== FRAGMENT TEKSTU ==
Mimo, że wyjazd zatytułowany był bardzo podniośle, jako „praktyka naukowa” to właśnie w praktyce polegał na wysłuchaniu dwóch wykładów oraz zwiedzeniu dwóch fabryk. Resztę czasu przeznaczaliśmy na plażowanie i kąpiele w Dnieprze, drobny, ale jakże opłacalny handelek i życie towarzyskie, również z zaprzyjaźnionymi kijowianami, których imiona do dziś pamiętam. A byli to: Natasza, Tamara i Sierioża. Nocnym, sypialnym pociągiem przetransportowani zostaliśmy do Leningradu z którego zapamiętałem białe noce, zwodzone mosty, wspaniałe obrazy najwybitniejszych malarzy, m.in.: Rembrandta, Rubensa, Leonardo da Vinci, Rafael, znajdujące się w Ermitażu oraz przepłynięcie wodolotem po Zatoce Fińskiej do Peterhofu, czyli letniej rezydencji Piotra I, z której w pamięci pozostały mi wymyślne fontanny, w liczbie stu pięćdziesięciu, rozmieszczone we wspaniałym ogrodzie zbudowanym na wzór Wersalu.
Nie będę silił się na szczegóły związane z podniosłą, ale i dramatyczną historią tej 5,5 milionowej metropolii. Chcę natomiast podzielić się kilkoma impresjami jakie pozostawiła ta kilkudniowa, wyłącznie turystyczna, wizyta, w zacnym gronie amatorskich miłośników kultury i sztuki. Czynię to tym bardziej, że rodaków pośród wielotysięcznej rzeszy turystów „tyle co kot napłakał” w przeciwieństwie do Chińczyków, Japończyków, Niemców, Włochów i Francuzów, których na każdym kroku było widać i słychać.
===
* ZADANIE 1 *
Jakie imiona zaprzyjaźnionych kijowian podaje fragment tekstu?
== WIERSZE DANYCH ==
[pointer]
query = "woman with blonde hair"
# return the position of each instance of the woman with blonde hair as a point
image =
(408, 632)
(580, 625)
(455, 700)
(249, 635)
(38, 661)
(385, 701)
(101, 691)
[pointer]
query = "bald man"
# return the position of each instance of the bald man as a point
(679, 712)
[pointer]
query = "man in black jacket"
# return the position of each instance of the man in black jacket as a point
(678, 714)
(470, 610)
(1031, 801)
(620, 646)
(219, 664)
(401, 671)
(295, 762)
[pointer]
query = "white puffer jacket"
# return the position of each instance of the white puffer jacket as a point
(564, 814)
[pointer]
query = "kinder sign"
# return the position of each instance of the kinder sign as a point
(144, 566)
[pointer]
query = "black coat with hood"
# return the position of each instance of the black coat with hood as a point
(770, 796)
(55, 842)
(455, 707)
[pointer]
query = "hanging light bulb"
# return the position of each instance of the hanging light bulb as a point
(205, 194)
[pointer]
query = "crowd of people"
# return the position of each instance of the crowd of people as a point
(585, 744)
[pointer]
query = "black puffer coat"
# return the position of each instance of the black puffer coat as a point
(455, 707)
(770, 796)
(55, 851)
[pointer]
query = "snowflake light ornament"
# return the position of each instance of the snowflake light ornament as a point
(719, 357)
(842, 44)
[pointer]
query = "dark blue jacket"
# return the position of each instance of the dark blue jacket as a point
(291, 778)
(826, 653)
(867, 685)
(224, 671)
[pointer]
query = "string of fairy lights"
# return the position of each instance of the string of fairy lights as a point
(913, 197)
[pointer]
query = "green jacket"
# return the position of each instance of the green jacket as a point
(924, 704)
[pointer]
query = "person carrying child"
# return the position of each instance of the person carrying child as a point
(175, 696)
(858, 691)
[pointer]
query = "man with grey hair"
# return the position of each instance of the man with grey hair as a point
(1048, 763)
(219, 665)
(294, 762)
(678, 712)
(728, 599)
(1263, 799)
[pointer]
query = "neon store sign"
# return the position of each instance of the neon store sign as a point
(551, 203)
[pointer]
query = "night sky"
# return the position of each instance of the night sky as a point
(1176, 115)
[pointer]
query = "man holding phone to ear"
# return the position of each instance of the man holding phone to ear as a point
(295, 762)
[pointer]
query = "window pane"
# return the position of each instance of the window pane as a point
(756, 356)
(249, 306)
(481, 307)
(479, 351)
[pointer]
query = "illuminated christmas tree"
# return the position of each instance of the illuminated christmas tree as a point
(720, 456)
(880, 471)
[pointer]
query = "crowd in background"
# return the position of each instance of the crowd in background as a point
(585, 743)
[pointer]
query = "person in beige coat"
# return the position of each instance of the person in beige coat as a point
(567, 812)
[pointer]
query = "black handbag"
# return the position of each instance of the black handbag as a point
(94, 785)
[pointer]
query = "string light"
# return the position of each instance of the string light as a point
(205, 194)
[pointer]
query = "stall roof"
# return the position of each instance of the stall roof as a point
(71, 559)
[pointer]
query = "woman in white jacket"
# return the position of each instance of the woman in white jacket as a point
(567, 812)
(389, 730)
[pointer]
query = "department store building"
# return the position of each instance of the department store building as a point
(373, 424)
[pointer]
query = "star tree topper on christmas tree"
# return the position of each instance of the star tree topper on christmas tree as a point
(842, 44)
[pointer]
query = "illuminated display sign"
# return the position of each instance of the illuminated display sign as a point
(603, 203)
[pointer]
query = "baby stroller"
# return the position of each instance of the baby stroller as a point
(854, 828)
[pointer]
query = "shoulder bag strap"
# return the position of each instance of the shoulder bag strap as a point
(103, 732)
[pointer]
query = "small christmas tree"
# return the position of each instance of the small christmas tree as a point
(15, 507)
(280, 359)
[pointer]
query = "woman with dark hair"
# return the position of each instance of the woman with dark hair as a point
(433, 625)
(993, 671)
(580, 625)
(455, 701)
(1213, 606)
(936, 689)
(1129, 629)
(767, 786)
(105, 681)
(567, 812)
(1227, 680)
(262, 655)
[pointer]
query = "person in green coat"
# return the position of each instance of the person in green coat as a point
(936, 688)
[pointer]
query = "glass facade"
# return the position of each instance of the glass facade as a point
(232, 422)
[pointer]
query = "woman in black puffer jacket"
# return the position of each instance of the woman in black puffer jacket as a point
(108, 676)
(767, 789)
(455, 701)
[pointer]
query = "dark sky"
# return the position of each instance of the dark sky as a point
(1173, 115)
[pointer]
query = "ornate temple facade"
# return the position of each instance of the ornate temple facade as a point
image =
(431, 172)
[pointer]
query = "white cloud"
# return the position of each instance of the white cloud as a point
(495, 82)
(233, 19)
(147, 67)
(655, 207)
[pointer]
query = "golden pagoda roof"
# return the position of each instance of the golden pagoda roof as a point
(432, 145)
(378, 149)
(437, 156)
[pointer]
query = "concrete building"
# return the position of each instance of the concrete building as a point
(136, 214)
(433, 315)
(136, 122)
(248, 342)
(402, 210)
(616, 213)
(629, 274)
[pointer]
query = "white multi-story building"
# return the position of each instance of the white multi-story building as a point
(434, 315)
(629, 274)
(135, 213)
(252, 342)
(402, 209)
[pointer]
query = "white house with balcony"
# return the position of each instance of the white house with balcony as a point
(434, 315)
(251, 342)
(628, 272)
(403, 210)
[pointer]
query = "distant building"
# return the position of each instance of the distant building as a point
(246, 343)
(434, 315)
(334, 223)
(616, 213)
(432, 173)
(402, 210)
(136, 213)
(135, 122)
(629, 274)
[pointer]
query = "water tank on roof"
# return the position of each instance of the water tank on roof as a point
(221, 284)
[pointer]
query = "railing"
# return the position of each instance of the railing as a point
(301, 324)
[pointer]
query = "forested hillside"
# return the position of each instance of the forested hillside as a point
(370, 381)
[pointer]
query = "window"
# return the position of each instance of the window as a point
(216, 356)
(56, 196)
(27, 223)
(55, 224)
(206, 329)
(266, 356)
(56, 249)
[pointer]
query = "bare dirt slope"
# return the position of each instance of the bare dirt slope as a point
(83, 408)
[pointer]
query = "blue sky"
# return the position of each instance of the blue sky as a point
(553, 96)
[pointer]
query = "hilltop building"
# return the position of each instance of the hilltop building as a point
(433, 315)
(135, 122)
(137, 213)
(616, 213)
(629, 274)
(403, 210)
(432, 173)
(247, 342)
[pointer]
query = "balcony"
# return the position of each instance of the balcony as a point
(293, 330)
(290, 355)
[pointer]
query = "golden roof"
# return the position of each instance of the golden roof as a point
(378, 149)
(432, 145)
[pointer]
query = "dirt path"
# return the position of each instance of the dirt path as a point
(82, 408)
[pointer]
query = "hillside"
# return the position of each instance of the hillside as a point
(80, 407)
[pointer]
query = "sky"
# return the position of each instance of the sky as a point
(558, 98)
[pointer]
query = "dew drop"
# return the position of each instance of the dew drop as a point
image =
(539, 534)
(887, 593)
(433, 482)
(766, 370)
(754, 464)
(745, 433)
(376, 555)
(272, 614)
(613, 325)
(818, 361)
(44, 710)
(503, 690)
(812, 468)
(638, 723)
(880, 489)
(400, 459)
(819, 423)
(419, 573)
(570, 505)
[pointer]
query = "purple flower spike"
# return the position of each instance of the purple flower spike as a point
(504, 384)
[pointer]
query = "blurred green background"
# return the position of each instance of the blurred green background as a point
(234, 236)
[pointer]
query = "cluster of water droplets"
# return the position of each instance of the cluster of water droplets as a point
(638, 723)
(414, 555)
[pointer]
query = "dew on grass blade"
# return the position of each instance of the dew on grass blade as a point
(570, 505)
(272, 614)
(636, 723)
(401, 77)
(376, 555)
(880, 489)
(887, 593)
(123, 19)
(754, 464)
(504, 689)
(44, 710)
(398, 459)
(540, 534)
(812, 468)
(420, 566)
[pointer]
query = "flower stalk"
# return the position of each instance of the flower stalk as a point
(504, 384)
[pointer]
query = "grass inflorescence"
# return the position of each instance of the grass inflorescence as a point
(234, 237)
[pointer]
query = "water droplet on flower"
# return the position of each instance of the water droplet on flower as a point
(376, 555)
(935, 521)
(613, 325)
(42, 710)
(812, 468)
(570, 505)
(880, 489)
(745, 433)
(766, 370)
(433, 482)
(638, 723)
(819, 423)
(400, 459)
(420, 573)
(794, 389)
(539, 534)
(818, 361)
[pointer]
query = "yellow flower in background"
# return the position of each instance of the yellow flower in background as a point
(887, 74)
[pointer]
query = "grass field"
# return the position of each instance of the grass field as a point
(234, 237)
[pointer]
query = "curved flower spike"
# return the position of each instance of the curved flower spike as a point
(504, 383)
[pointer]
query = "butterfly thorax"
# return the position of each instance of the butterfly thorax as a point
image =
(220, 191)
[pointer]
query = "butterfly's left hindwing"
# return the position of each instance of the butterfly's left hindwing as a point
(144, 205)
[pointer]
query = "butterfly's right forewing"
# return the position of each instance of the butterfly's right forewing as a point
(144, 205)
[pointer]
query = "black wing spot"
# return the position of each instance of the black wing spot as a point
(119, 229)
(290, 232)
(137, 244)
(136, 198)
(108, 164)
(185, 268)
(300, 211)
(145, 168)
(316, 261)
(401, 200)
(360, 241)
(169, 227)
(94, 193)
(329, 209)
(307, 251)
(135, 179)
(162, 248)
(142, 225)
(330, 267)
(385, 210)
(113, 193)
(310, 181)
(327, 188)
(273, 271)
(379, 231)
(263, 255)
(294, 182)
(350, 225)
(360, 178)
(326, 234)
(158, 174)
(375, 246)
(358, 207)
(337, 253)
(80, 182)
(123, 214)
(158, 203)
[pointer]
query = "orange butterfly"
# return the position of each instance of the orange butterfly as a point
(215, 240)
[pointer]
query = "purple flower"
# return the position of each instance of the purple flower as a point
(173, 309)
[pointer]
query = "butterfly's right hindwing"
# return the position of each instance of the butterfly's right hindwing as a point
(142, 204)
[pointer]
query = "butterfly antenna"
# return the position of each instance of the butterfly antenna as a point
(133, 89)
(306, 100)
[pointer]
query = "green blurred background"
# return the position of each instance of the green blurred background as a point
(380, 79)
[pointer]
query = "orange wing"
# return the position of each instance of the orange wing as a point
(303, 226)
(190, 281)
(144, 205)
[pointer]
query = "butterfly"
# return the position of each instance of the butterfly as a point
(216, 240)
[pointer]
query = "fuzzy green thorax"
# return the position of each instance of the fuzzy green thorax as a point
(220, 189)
===
* ZADANIE 2 *
Podaj wyłącznie liczbę wierszy rekordów, w których występuje słowo „yellow”, z uwzględnieniem wielkości liter.

* OCZEKIWANA ODPOWIEDŹ 1 *
Natasza, Tamara i Sierioża.

* OCZEKIWANA ODPOWIEDŹ 2 *
2